**PASSAGE**
** start **
# H: misc. 40k W:$$$ or FW Chaos stuff



## tyraniddude (Feb 13, 2012)

I have a large 40k Ork army to trade or sell

Orks
- 1 mega armored Warboss / Ghazghkull Thraka (PB w/ painted base)
- 1 Mega armored Nob (PB)
- 1 Warboss from AOBR (assembled but not primed)
- 1 IG Basilisk tank converted to looted wagon w/ boomgun (PB)
- 20 Ork Boyz w/ 2 big shoota’s from AOBR (assembled, not primed)
- 2 custom Trukks (assembled, not primed)
- 12 Deff Kopta’s from AOBR (assembled not primed, 2 missing head but otherwise complete)
- 3 custom Zap guns with 2 Grot crew each (assembled, not primed)
- 2 custom Deffdreads (assembled, not primed)
- 5 Nobs from AOBR (assembled, not primed
- 6 Nobs w/ 2power claw, 1 boss pole, 1 waagh banner, and a custom pain boy (2 are well painted, others are assembled, not primed)
- 20 Ork Boys w/shoota’s, a Nob, and 2 big shoota’s (assembled and partly painted)
- 13 Ork ‘Ard Boys w/ Nob and 1 big shoota (5 well painted, 3 assembled and partly painted, others are assembled, not primed)
- 11 converted Tank Busta Boys w/ 2 tank hammers and a Nob (partly painted)
- 5 converted Burna Boys (1 primed, others are assembled, not primed)
** end **
Write the next part of the Ork army trade post, picking up after its last line.

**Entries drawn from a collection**
** start **
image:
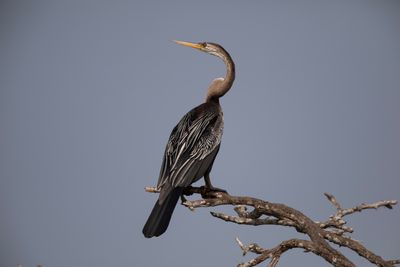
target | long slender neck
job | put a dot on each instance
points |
(220, 86)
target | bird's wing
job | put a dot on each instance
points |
(189, 143)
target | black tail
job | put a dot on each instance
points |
(160, 216)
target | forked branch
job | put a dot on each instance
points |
(320, 234)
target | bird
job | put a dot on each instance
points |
(192, 146)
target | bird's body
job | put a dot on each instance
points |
(192, 147)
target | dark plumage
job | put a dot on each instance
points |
(192, 146)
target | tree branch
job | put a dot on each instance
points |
(320, 234)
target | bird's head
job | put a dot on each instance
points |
(209, 48)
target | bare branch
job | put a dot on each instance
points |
(267, 213)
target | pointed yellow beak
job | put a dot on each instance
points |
(192, 45)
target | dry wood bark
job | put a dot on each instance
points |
(320, 234)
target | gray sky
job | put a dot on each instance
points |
(90, 90)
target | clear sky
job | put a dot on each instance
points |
(90, 90)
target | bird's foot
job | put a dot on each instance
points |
(211, 188)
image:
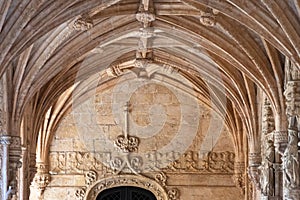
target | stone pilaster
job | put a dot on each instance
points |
(291, 155)
(15, 153)
(5, 142)
(239, 176)
(253, 169)
(41, 179)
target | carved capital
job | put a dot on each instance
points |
(42, 177)
(280, 137)
(293, 194)
(254, 159)
(292, 95)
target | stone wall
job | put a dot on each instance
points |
(158, 116)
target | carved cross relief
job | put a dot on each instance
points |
(125, 142)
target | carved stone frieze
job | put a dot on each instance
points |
(213, 162)
(103, 162)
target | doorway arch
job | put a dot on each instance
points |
(126, 193)
(157, 188)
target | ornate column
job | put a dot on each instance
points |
(290, 156)
(5, 141)
(15, 153)
(239, 175)
(267, 171)
(41, 179)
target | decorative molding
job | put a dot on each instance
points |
(105, 162)
(94, 187)
(213, 162)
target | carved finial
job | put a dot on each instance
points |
(125, 142)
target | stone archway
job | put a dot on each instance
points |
(126, 193)
(151, 185)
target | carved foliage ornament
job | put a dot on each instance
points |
(94, 187)
(79, 162)
(83, 23)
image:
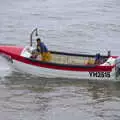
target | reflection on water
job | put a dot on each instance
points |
(50, 98)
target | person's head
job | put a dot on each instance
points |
(38, 40)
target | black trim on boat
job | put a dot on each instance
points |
(73, 54)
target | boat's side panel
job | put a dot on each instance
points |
(46, 72)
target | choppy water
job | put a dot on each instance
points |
(69, 25)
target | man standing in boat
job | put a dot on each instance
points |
(43, 50)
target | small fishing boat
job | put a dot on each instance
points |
(62, 64)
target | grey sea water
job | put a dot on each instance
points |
(69, 25)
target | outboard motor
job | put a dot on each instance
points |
(117, 68)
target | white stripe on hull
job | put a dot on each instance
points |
(46, 72)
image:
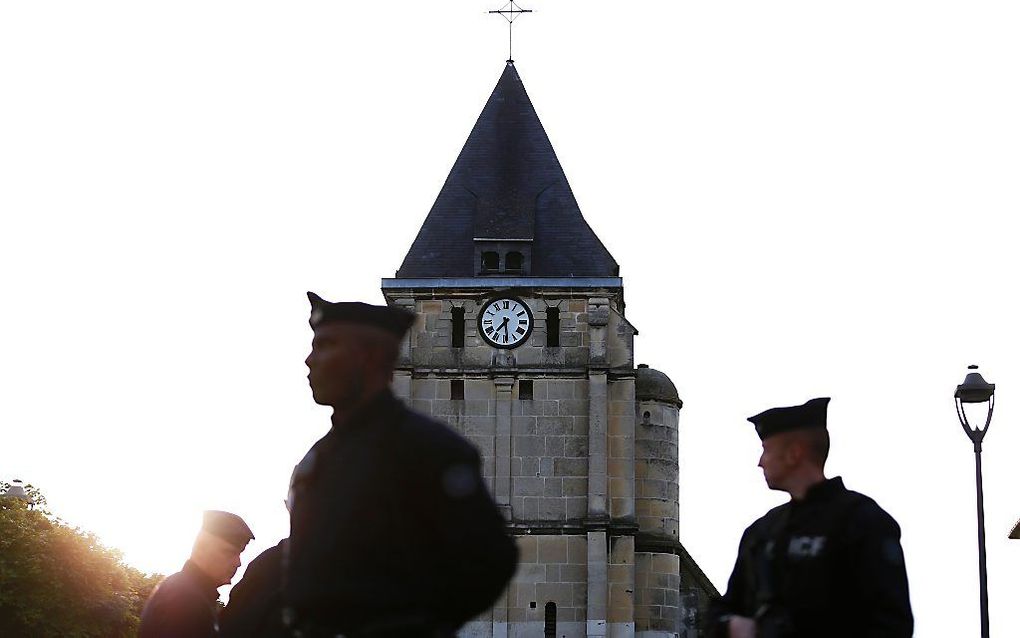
** end **
**ANSWER TO THE EXERCISE**
- 5 Storm Boys (assembled, not primed)
- 4 custom Grot tanks /Warbuggies (all well painted)
- 1 IG Baneblade tank converted to be a Battle Wagen or a Skull Hammer for Apocolypse games

I will take $250 for the lot 

I also have a still shrinked box of Dark Eldar Helions - $25
2 Imperial/Crimson Fist Land Raider door sets from Forge World - $10 each
and a set of Forge worldImperial/Crimson Fists Icons - $6

money and/or a Forge World Warhound Titan (chaos maybe) or almost anything Chaos from Forge World and/or any Tau fliers


----------



## DeathKlokk (Jun 9, 2008)

Is the Nob with Waagh Banner the metal/FC one?

I have some Berzerker and Plague Marine bits I'd trade you.


----------



## tyraniddude (Feb 13, 2012)

its the metal one, I have lots of berzerker bits already but may consider plague marine ones, whats your offer?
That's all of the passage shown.